Convert the records below into a two-column CSV with the header names input and output and one row per record. Put each record's text and its answer each in a single quoted field with line breaks replaced by spaces, and leave out the pictures.

[Data for this task Boundary: Start]

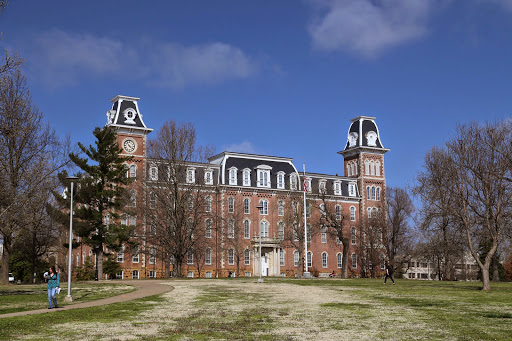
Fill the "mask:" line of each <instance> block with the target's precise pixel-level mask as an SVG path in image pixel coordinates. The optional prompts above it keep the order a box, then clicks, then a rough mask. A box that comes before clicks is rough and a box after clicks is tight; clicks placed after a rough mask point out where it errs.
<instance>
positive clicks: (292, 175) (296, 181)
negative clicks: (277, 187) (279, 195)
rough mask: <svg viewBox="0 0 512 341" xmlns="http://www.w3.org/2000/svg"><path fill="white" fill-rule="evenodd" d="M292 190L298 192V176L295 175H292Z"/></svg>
mask: <svg viewBox="0 0 512 341" xmlns="http://www.w3.org/2000/svg"><path fill="white" fill-rule="evenodd" d="M290 189H291V190H294V191H296V190H297V175H295V174H290Z"/></svg>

[Data for this task Boundary: End]

◆ Completed task ◆
input,output
"Fill the ""mask:"" line of each <instance> block with the target's precise pixel-level mask as an SVG path in image pixel coordinates. The optional prompts above it keep the order a box, then clicks, then a rough mask. A box that comes before clicks is rough and a box after clicks is tight; clicks placed after a rough mask point out where it errs. <instance> positive clicks: (292, 175) (296, 181) negative clicks: (277, 187) (279, 195) rough mask: <svg viewBox=""0 0 512 341"" xmlns=""http://www.w3.org/2000/svg""><path fill=""white"" fill-rule=""evenodd"" d=""M292 190L298 192V176L295 175H292Z""/></svg>","mask: <svg viewBox=""0 0 512 341"" xmlns=""http://www.w3.org/2000/svg""><path fill=""white"" fill-rule=""evenodd"" d=""M290 189H291V190H294V191H296V190H297V175H295V174H290Z""/></svg>"